To be done:
Copy the rows below without any change, beginning with the line that contains "Mark a point on each instance of the charred" and continuing through the last of the rows.

>> start Task inputs

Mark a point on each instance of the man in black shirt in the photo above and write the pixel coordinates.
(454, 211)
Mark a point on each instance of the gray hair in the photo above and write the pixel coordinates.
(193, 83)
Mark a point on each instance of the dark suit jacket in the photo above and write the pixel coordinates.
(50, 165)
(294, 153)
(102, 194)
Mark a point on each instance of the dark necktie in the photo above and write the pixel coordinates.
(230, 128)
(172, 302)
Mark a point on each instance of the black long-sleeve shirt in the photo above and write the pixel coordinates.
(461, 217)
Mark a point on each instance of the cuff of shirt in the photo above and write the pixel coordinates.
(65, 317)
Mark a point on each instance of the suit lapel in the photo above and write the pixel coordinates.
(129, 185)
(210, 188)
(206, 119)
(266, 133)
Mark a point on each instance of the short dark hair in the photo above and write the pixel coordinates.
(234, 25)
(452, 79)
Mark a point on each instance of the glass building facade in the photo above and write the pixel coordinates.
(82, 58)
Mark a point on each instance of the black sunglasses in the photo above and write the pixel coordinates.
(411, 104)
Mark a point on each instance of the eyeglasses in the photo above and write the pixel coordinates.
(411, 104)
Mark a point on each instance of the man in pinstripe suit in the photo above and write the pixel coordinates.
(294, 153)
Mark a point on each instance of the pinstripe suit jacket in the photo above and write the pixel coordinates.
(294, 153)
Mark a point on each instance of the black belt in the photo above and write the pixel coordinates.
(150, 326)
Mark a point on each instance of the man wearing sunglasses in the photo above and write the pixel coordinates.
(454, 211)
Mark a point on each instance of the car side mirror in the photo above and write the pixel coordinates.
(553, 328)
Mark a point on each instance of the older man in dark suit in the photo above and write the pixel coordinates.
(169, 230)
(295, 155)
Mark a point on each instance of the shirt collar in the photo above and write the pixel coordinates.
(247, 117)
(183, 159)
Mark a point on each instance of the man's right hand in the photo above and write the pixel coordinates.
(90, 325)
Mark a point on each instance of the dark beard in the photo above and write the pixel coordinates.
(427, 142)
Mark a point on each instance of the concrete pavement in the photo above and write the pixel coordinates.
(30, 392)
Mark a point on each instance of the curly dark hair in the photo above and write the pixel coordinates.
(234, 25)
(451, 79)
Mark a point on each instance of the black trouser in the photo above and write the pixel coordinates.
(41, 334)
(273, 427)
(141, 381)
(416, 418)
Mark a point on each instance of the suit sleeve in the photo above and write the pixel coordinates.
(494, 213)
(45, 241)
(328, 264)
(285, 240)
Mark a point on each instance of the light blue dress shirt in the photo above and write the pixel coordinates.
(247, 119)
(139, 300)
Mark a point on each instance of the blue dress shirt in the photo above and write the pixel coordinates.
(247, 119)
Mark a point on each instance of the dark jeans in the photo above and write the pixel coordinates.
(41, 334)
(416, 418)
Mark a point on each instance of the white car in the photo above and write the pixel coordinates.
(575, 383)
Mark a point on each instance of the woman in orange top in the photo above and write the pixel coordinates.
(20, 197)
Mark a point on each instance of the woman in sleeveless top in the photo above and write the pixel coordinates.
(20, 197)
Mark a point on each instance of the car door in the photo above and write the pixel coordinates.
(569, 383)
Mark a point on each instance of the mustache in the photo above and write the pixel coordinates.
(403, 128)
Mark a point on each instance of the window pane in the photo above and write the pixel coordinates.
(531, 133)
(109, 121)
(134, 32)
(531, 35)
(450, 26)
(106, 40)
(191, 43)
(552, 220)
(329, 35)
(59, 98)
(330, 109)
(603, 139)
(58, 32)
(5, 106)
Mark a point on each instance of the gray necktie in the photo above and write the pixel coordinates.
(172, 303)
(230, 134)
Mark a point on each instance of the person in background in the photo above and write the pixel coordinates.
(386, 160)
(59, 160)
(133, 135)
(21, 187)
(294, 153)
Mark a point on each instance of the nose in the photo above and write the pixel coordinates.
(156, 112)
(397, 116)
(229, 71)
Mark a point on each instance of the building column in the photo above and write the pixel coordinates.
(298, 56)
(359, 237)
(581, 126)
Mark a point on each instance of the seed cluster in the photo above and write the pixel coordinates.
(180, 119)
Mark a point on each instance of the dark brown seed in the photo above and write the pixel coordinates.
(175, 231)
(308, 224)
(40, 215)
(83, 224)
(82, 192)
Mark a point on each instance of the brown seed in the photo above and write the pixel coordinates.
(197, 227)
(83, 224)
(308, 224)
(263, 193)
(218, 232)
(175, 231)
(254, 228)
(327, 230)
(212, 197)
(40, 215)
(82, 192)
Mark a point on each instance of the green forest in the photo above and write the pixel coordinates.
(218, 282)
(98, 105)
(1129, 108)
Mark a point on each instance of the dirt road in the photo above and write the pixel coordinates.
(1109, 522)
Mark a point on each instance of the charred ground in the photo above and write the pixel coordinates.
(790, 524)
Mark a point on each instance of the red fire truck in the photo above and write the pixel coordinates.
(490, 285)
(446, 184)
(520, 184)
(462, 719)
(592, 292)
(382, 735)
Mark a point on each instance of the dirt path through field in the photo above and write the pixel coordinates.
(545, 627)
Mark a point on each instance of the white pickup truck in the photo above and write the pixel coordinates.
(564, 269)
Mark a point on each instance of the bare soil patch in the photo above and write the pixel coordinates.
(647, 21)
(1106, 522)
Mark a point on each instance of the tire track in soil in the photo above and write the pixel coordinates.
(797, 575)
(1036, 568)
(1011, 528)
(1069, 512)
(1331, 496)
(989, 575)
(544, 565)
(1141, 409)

>> end Task inputs

Output:
Mark a point on each instance of the charred ground in the photo above and write the pixel coordinates.
(790, 524)
Mark a point on each instance of the red fire truck in the photo above and write the pixel coordinates.
(490, 285)
(446, 184)
(520, 184)
(462, 719)
(592, 292)
(382, 735)
Mark a point on each instance of the dirt path through field in the photo above and write the pixel coordinates.
(545, 627)
Mark a point on each instance of the white pickup truck in the photo above and write the pixel coordinates.
(564, 269)
Mark a point on each instance of the bare soil patch in the photo above and write the pixel coordinates.
(647, 21)
(1106, 522)
Mark a point on each instance of the tire track in soil in the photo above and write the pixel coordinates.
(797, 575)
(1036, 568)
(1011, 528)
(1069, 512)
(1331, 496)
(989, 575)
(544, 565)
(1141, 409)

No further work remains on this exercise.